28 years and counting
My ALT has been elevated for 28 years, and the January 2026 result of 84 U/L is still nearly double the upper limit.
But my DEXA scans tell a clearer story than my liver enzymes. Visceral fat dropped from 5.5 to 3.89 lbs over the past year, and my CCTA (coronary CT angiography) in November 2024 showed zero coronary atherosclerosis despite 28 years of NAFLD. DEXA and CCTA track progress that liver enzymes miss. If I had relied on ALT alone, I would have assumed nothing was changing.
I’m on tirzepatide, a GLP-1/GIP dual agonist. GLP-1 receptor agonists significantly reduce liver fat (some studies suggest reductions of up to almost 50%) (Wang et al., 2025; systematic review, 25 RCTs, n=2,600). For a condition that had zero approved treatments for decades, there are now three on the table (resmetirom, semaglutide for MASH, and tirzepatide showing the highest efficacy in late-stage trials).
What the data can’t tell us yet
The 2025 South Asian meta-analysis has very high heterogeneity, with prevalence ranging from 18.5% in rural settings to 47.1% in urban ones. Detection method matters enormously, and these numbers will sharpen as more studies use standardized MASLD criteria.
The Mendelian randomization evidence on CVD causality is nuanced: genetic variants that cause liver fat (PNPLA3, TM6SF2) show weak or no causal link to heart attacks, suggesting that the liver fat itself isn’t the direct CVD driver. The inflammatory pathways that come with it likely are. The clinical implication is that treating the metabolic dysfunction (insulin resistance, inflammation, visceral fat) matters more than treating the liver in isolation.

Questions on the material ▸
- a) According to the fatty liver excerpt, by how much did visceral fat drop over the past year?
- b) Please pick up the fatty liver excerpt after its last sentence and keep writing it.
These rows have no connection to the fatty liver excerpt.

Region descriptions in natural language

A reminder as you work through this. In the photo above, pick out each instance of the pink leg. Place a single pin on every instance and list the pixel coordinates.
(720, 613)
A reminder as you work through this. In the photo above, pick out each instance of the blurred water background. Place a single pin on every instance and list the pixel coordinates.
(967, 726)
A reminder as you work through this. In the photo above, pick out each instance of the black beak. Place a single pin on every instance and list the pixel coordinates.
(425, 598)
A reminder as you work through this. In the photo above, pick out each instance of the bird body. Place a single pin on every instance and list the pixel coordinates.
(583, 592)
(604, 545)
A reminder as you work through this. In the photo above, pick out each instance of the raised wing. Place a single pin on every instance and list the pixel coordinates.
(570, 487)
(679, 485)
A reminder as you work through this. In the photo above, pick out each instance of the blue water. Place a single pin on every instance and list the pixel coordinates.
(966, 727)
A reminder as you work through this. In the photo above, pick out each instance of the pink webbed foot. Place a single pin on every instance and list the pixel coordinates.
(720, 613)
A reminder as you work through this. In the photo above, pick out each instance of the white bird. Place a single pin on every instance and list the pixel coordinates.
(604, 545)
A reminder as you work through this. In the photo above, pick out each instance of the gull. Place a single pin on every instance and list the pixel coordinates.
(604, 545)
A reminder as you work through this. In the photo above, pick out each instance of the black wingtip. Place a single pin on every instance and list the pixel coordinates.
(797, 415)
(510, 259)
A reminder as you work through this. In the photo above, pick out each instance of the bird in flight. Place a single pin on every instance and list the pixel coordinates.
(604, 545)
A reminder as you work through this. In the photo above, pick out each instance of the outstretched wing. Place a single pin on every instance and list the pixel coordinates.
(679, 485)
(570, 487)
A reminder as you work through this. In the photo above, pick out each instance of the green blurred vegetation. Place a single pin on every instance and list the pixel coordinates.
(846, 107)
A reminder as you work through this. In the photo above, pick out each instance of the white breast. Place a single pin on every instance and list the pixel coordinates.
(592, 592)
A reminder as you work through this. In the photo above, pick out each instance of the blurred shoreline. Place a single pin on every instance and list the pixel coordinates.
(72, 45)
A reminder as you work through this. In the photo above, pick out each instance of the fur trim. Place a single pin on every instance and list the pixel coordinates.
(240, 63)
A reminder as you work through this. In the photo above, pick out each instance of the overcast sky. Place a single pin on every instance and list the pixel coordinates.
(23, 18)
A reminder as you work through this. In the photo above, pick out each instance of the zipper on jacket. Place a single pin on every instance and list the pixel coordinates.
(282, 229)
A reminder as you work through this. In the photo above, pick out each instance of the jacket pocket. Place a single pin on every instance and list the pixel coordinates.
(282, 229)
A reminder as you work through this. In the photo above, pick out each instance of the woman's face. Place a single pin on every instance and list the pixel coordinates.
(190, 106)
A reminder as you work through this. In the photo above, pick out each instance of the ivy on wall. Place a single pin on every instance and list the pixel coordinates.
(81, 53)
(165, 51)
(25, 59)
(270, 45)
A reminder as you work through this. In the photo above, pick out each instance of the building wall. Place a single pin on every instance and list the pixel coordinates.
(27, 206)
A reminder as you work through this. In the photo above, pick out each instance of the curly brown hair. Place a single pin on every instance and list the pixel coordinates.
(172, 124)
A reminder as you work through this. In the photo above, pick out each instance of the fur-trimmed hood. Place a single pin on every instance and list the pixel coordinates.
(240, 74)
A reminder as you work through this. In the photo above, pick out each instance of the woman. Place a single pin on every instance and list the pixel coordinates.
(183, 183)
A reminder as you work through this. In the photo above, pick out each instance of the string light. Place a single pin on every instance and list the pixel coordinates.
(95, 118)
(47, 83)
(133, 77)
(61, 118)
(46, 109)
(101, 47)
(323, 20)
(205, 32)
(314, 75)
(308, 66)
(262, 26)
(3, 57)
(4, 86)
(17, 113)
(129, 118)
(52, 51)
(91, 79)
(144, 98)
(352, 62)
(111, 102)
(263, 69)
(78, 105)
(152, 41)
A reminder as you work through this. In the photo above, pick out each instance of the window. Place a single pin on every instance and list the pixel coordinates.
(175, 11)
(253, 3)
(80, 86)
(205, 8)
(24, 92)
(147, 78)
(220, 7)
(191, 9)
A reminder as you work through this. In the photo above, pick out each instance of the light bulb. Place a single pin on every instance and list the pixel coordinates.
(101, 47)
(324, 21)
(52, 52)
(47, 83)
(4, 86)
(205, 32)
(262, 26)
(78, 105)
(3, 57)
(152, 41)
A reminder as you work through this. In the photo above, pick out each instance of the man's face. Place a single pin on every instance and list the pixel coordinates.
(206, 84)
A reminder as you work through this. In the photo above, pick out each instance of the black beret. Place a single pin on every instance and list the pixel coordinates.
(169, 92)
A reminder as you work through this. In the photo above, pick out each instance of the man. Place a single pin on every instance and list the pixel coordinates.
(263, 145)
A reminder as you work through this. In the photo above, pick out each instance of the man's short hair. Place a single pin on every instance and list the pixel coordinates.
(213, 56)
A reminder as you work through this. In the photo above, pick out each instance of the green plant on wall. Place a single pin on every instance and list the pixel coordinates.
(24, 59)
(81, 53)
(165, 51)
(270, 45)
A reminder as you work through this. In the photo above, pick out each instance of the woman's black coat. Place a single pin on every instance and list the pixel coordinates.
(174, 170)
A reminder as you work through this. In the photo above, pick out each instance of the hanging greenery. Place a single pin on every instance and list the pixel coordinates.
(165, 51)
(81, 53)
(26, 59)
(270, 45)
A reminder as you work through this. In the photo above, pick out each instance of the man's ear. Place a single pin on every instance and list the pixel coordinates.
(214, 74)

Outputs by task ▸
- a) It dropped from 5.5 to 3.89 lbs.

- b)
Most MASLD is driven by insulin resistance and caloric excess. Genetic factors like choline metabolism can play a role (they do in my case), but they’re one pathway among many.
Myth: “Fatty liver is caused by drinking too much”
The Myth: Fatty liver disease is a consequence of heavy alcohol use. If you don’t drink, or barely drink, you don’t need to worry about it.
The Evidence: MASLD (metabolic, non-alcohol-related fatty liver disease) now affects 38% of all adults globally, up from 25% two decades ago (Hepatology, 2024; 92-study meta-analysis). It is more common than alcohol-related liver disease worldwide. The primary driver is insulin resistance and metabolic dysfunction, not alcohol. The 2023 renaming from NAFLD to MASLD explicitly addressed this confusion: the old name implied that the default fatty liver was alcoholic. The new name drops the alcohol framing entirely and centers cardiometabolic risk. Many of the South Asian patients in the meta-analysis had a BMI that most doctors wouldn’t flag, and many have never had a drink.
The Verdict: Busted. MASLD is a metabolic condition, not a drinking problem. Insulin resistance, visceral fat, and metabolic dysfunction are the primary drivers.
One Thing I Changed
I added a gut-liver axis probiotic to my morning routine, targeting the connection between gut barrier function and liver inflammation (this took me a surprisingly deep research rabbit hole to land on a specific strain). Too early for results, but I’m tracking ALT at my next draw.
Twenty-eight years with this condition, and I’m only now understanding the full picture of what it connects to. The liver, the heart, blood sugar, kidney function: they’re all part of the same metabolic story.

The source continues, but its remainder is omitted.